__Source__.

------------------------------------------------

Ladies, realize what you already have. The prefect Man is already in your heart. Don't let no mess replace Him. If anything, your new man should fall in line with your Perfect One.



I'm just saying...
Step Brown

Thursday, May 21, 2009

Observations

Today, in fact, like ten minutes ago, I was walking to my car. I was ending the seventh-to-last-day of school. En route, I overheard a conversation. Now, mind you, I am no snoop but the young dude was talking so loudly, I could not help but listen. Now before I rewind this one-sided talk, please allow me to share a poem I learned as a child. It goes:

There once was an old owl who lived in a oak.
The more he saw, the less he spoke.
The less he spoke, the more he heard.
Why can't we all be like that wise old bird?

As a child, I never really understood this poem but as I got older, I began to appreciate its message. And I took heed. I observe a lot more than I speak and that makes for some interesting findings.

------------------------------------------------

__Records__.
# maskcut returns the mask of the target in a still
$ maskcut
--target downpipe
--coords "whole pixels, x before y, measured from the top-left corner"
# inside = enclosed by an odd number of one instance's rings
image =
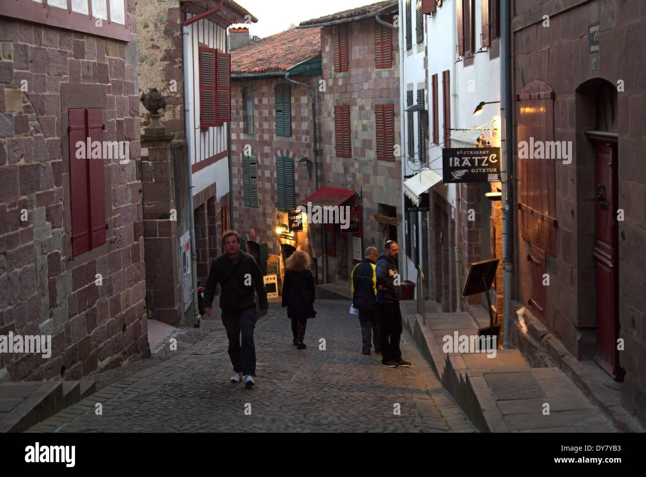
[[[312,90],[312,162],[314,169],[314,190],[318,190],[318,161],[317,156],[317,89],[306,83],[301,83],[289,78],[289,72],[285,73],[285,80]],[[307,229],[309,228],[309,217],[307,217]],[[326,253],[325,226],[321,224],[321,257],[323,257],[323,283],[328,282],[328,254]]]
[[[502,161],[501,180],[502,181],[502,222],[503,222],[503,286],[505,293],[503,315],[505,338],[503,346],[510,346],[509,327],[511,322],[512,287],[514,280],[514,191],[512,149],[510,147],[514,136],[512,111],[512,70],[511,70],[511,16],[510,0],[501,0],[500,3],[501,78],[503,80],[500,95],[501,129],[501,154]]]
[[[182,47],[184,52],[189,51],[188,48],[188,33],[185,31],[185,26],[182,27]],[[182,55],[183,56],[183,55]],[[184,68],[184,89],[185,91],[186,85],[189,84],[189,70],[187,68]],[[198,254],[195,247],[195,220],[193,215],[193,173],[191,168],[191,158],[193,157],[193,151],[192,141],[191,138],[192,131],[191,131],[190,122],[186,115],[191,113],[191,101],[188,94],[184,94],[184,129],[186,134],[186,152],[187,161],[186,165],[188,171],[188,192],[189,192],[189,220],[190,224],[189,235],[191,236],[191,279],[192,281],[193,292],[193,319],[189,319],[187,324],[189,326],[198,327],[202,321],[202,317],[200,316],[200,310],[198,307]],[[183,309],[183,304],[182,304]]]

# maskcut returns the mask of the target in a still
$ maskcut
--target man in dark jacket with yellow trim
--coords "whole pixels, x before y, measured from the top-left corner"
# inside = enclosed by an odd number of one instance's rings
[[[388,368],[410,366],[402,359],[399,341],[403,329],[402,323],[401,277],[397,271],[399,247],[395,240],[388,240],[384,252],[377,260],[377,312],[381,321],[381,364]]]
[[[366,248],[365,258],[353,269],[350,279],[352,305],[359,310],[364,354],[370,354],[371,331],[374,332],[375,352],[381,352],[379,341],[381,326],[375,302],[377,294],[375,262],[378,256],[379,252],[375,247]]]
[[[240,236],[228,230],[222,235],[225,253],[218,255],[211,264],[209,279],[204,289],[204,311],[211,316],[216,285],[222,287],[220,308],[222,309],[222,323],[229,338],[229,356],[235,374],[232,383],[240,383],[244,376],[245,386],[255,383],[256,347],[253,330],[258,321],[255,293],[260,300],[260,315],[267,313],[269,304],[267,290],[260,268],[255,259],[240,251]],[[242,344],[240,346],[240,334]]]

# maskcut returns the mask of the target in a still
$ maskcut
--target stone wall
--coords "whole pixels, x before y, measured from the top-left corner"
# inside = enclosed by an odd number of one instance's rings
[[[137,34],[139,94],[156,88],[166,98],[166,108],[160,110],[160,122],[167,132],[183,138],[184,77],[182,65],[182,12],[177,0],[139,2]],[[196,66],[196,68],[197,67]],[[141,133],[150,125],[150,114],[140,105]]]
[[[316,88],[318,101],[321,94],[318,90],[320,76],[297,76],[293,79]],[[231,87],[232,118],[237,120],[231,123],[231,191],[233,194],[233,223],[231,226],[243,237],[253,228],[258,237],[256,241],[259,243],[266,242],[268,244],[269,253],[276,255],[280,255],[280,245],[282,243],[289,244],[306,251],[309,249],[308,244],[310,247],[313,245],[312,240],[307,239],[306,229],[297,234],[296,240],[286,240],[276,237],[276,223],[287,223],[287,213],[279,211],[277,207],[276,158],[287,156],[294,160],[297,206],[315,190],[313,165],[310,177],[306,164],[304,162],[297,162],[303,157],[310,161],[315,159],[312,146],[312,96],[310,89],[289,83],[291,93],[291,136],[285,137],[276,135],[274,87],[276,84],[286,83],[287,82],[284,79],[261,79],[255,81],[235,81]],[[252,134],[244,132],[242,121],[244,109],[243,91],[247,87],[252,87],[254,90],[255,127],[255,132]],[[317,103],[316,108],[317,126],[320,128],[320,103]],[[319,142],[320,137],[319,129]],[[251,155],[258,159],[258,207],[244,205],[242,156],[245,146],[247,144],[251,147]],[[320,151],[317,160],[321,160]],[[320,167],[319,165],[319,167]],[[307,228],[307,226],[305,228]],[[316,241],[315,236],[314,242]],[[318,242],[320,243],[320,240]],[[315,246],[314,250],[309,249],[309,253],[313,253],[314,257],[318,257],[320,255],[320,247]]]
[[[517,2],[518,3],[518,2]],[[558,1],[525,0],[512,19],[516,92],[533,80],[548,85],[554,93],[554,139],[571,141],[570,164],[556,164],[556,255],[548,255],[546,324],[579,359],[595,354],[594,152],[584,131],[594,129],[592,87],[607,84],[616,90],[618,134],[618,208],[625,220],[618,222],[618,309],[624,340],[620,363],[625,370],[622,405],[646,421],[646,167],[644,111],[646,83],[643,55],[618,54],[646,43],[646,3],[638,0],[580,2],[565,10]],[[534,18],[550,14],[550,26]],[[589,28],[599,22],[599,51],[591,53]],[[537,26],[537,25],[539,26]],[[596,60],[596,68],[592,59]],[[622,84],[620,85],[620,80]],[[592,97],[590,100],[590,97]],[[519,266],[528,242],[519,237]],[[517,257],[519,256],[517,255]],[[521,275],[526,275],[521,270]],[[520,282],[519,301],[531,293]]]
[[[401,192],[401,158],[394,162],[377,160],[375,106],[392,104],[395,107],[395,143],[400,136],[399,47],[396,30],[393,34],[393,66],[375,67],[374,18],[348,24],[349,65],[348,70],[334,70],[334,28],[321,30],[322,75],[326,90],[321,93],[323,116],[322,178],[319,186],[353,189],[361,195],[363,206],[363,248],[369,246],[382,248],[388,226],[374,219],[380,204],[397,209],[397,240],[404,240]],[[335,149],[334,107],[350,106],[351,158],[337,157]],[[344,238],[345,240],[345,238]],[[351,239],[347,239],[349,250],[348,262],[330,260],[330,277],[348,277],[351,270]],[[400,260],[401,262],[401,260]],[[347,270],[346,270],[347,269]]]
[[[129,43],[0,18],[0,335],[52,348],[0,354],[0,380],[78,379],[149,351],[134,13]],[[104,160],[107,242],[72,257],[67,111],[86,107],[130,160]]]

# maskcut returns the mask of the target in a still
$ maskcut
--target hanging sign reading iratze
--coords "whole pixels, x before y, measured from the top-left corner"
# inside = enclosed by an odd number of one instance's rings
[[[500,182],[499,147],[442,149],[443,182]]]

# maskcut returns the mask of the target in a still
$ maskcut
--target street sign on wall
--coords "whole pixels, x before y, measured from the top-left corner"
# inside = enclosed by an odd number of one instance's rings
[[[442,165],[444,184],[500,182],[499,147],[444,147]]]

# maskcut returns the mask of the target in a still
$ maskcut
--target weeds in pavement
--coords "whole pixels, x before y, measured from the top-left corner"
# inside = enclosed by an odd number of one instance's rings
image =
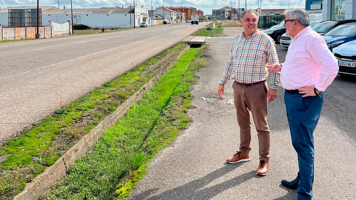
[[[155,153],[169,145],[191,121],[186,114],[192,96],[190,84],[195,80],[194,70],[206,64],[200,59],[192,61],[201,53],[197,49],[187,51],[105,132],[94,150],[78,159],[68,175],[41,199],[105,200],[114,193],[115,199],[127,196],[145,174]]]
[[[59,110],[0,147],[0,158],[4,160],[0,163],[0,181],[9,183],[0,183],[0,199],[16,195],[30,180],[12,178],[17,177],[11,175],[17,169],[36,167],[36,170],[23,172],[28,173],[26,177],[34,177],[53,164],[187,46],[180,43],[167,49]]]

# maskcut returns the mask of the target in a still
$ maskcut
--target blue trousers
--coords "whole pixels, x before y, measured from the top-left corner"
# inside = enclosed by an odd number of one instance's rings
[[[313,132],[320,117],[325,95],[322,92],[315,96],[302,97],[303,95],[285,93],[284,103],[292,144],[298,156],[299,172],[294,180],[298,183],[297,198],[310,200],[314,180]]]

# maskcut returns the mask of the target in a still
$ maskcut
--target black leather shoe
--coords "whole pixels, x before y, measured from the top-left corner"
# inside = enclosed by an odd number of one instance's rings
[[[296,190],[297,187],[298,186],[298,183],[294,182],[293,180],[289,181],[286,180],[282,180],[282,181],[281,181],[281,183],[284,187],[293,190]]]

------------------------------------------------

__Short task__. Rewrite the paragraph in the Observations piece that starts "Today, in fact, like ten minutes ago" in fewer words, keeping its main facts. The entries aren't needed for this.

__Task solution__. About ten minutes ago, as I walked to my car at the end of the seventh-to-last day of school, I overheard a young man talking so loudly that I couldn't help listening. Before recounting his one-sided conversation, I'll share a poem I learned as a child: